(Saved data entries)
────────────────

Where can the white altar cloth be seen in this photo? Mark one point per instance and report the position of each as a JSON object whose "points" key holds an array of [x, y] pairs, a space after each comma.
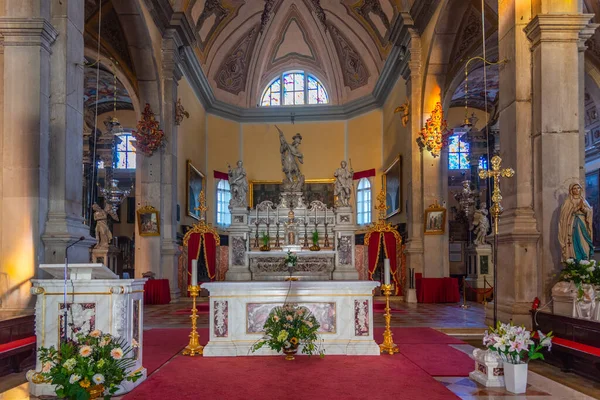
{"points": [[343, 308]]}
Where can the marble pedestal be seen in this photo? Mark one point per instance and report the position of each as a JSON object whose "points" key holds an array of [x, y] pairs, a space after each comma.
{"points": [[114, 306], [238, 311]]}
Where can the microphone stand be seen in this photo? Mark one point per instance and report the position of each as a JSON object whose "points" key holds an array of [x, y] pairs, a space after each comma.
{"points": [[65, 312]]}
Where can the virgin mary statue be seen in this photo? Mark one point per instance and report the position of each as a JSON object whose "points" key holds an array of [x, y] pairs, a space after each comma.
{"points": [[575, 226]]}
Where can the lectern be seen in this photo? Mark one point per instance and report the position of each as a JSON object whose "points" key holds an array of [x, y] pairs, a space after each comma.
{"points": [[96, 299]]}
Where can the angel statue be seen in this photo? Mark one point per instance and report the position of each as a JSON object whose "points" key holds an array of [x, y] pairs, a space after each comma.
{"points": [[290, 157], [103, 233], [481, 225]]}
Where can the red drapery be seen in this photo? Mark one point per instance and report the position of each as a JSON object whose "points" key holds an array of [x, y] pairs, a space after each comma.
{"points": [[391, 252], [209, 245]]}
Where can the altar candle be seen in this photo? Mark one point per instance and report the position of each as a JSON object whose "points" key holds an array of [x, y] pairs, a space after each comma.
{"points": [[194, 272], [386, 271]]}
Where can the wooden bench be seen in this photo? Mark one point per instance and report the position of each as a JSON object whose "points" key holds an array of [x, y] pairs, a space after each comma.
{"points": [[576, 345], [17, 344]]}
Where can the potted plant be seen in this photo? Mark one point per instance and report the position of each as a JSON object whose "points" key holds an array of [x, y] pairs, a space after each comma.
{"points": [[91, 367], [515, 347], [315, 246], [289, 326], [266, 240]]}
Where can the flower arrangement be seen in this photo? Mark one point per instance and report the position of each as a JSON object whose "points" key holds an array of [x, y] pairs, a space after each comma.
{"points": [[289, 326], [514, 344], [96, 363]]}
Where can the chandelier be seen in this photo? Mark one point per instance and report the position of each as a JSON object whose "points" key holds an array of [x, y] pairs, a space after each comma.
{"points": [[434, 136]]}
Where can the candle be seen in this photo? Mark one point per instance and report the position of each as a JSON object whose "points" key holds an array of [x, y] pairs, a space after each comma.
{"points": [[386, 271], [194, 272]]}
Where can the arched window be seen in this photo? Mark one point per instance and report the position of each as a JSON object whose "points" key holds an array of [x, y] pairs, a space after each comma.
{"points": [[223, 197], [298, 88], [363, 202], [458, 153]]}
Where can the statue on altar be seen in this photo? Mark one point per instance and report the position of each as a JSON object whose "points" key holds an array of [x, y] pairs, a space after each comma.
{"points": [[343, 184], [239, 186], [290, 157], [481, 225], [103, 233], [575, 226]]}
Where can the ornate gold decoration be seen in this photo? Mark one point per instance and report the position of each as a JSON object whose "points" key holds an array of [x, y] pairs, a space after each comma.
{"points": [[405, 110], [180, 113], [193, 348], [434, 136], [388, 345], [148, 137], [495, 173]]}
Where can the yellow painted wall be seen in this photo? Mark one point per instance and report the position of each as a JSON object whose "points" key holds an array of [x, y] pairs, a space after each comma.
{"points": [[191, 145]]}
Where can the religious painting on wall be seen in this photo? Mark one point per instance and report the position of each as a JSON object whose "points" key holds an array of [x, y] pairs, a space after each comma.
{"points": [[392, 179], [314, 189], [195, 184]]}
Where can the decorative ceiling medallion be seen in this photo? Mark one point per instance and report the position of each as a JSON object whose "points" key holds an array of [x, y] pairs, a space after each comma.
{"points": [[354, 71], [434, 136], [233, 71], [148, 138]]}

────────────────

▸ What is being asked
The answer should hold every entry exactly as given and no pictures at all.

▸ Task output
Where can the white altar cloth be seen in this photo? Mark one point per instance and report the position of each as a JSON object whose "points" key holds an array of [x, y] pairs, a space after each comma.
{"points": [[343, 308]]}
Where can the marble pedestal be seen in this photo? Mark one point per instance and report the position of each as a JSON object whose "points" key holds an array of [x, y] pairs, a space after each comma.
{"points": [[114, 306], [238, 311]]}
Where can the microphone stand be seen in this photo? Mark one point per instance and report the position of each as a JSON object whose "points" key holds an array of [x, y] pairs, a space after each comma.
{"points": [[65, 312]]}
Where can the virgin mary statue be seen in this photo? Mark one point per instance and report the position of each as a JSON object whose "points" key holds an array of [x, y] pairs, a space after each comma.
{"points": [[575, 226]]}
Where can the lectern be seen in this photo? Mark one point per instance and report the position of each as a JSON object whose "points" key holds an array of [x, y] pairs, a space after each comma.
{"points": [[96, 299]]}
Where can the angel statue be seen in this photo? Mark one point per instance and report the position of each as a JSON object whose "points" key holds an array of [x, y] pairs, a space after each comma.
{"points": [[290, 157], [103, 233], [481, 225]]}
Where can the red drapery be seen in this photo? Mark one point per instance and report the position of each as a JSON object whose "points" key holds an array of [x, y] pairs, a space after each comma.
{"points": [[391, 252], [209, 245]]}
Where can the altar candle be seen in this photo? Mark one point per instance and report the position of each as a JSON object whose "points" key holds an array of [x, y] pairs, a space after each comma.
{"points": [[194, 272], [386, 271]]}
Where can the wooden bench be seen in this photo? Mark one point per instance and report the position of each as a JSON object whose "points" key holds an array of [x, y] pairs, a space after each comma.
{"points": [[576, 345], [17, 344]]}
Where can the potted plant be seen in this photo? Mark one point per instance and report the position of each as a JSON object whose "points" key holds an array of [x, y] pairs, a space after each comma.
{"points": [[91, 367], [515, 347], [315, 246], [289, 326], [266, 240]]}
Where can the flower arrangement be seen in this photo? Mark one point per instance and report the position of each as a JSON object whose "points" key holds an array of [x, y] pairs, a space after each comma.
{"points": [[289, 326], [514, 344], [96, 363]]}
Where can the chandelier be seen in this photo? Mark one point per instance and report the position of each as a JSON object whose "points" key holds an array of [x, y] pairs, a space after each comma.
{"points": [[434, 136]]}
Where can the candle be seen in this photo? Mark one point per instance and report the position of each as a JSON object whose "points" key holds an array of [x, y] pairs, a space after each comma.
{"points": [[386, 271], [194, 272]]}
Where can the arched window be seen in this photo? Mark one point per instance and report the position of each as a JSON object whose "points" key holds an array of [x, y] pairs, a space after each comma.
{"points": [[223, 197], [298, 88], [363, 202], [458, 153]]}
Where can the statue on altar be seen in this photo? Mark one point per instance and report the position of each as a JSON object whose "points" key holds an array of [x, y] pairs, a space after each comma.
{"points": [[343, 184], [239, 186], [290, 157], [481, 225], [103, 233], [575, 226]]}
Where can the ornate gold decoration be seen in this photo? Mark one point per instance and report the position of each as a JSON object whose "points" key holds an array of [x, y] pairs, a space after each comma.
{"points": [[405, 110], [180, 113], [193, 348], [434, 136], [388, 345], [148, 137], [495, 173]]}
Where can the yellow painted wall be seen in this photo? Mark one point per instance and report the position of each as a JSON object whose "points" key holds an array of [x, y] pairs, a space after each comma.
{"points": [[191, 145]]}
Where can the religious painting on wall be seen in this photo? Mark one point per instance and report the position of each as a JSON object whose "points" key holds an array of [x, y] pairs, a space after each comma.
{"points": [[392, 179], [314, 189], [195, 184]]}
Where can the decorative ceiling medallion be seen in this photo? Mark one point per instance and report the position of each as a JSON object whose "points" key holds an array of [x, y] pairs, a space after each comma.
{"points": [[354, 71], [434, 136], [233, 71], [148, 138]]}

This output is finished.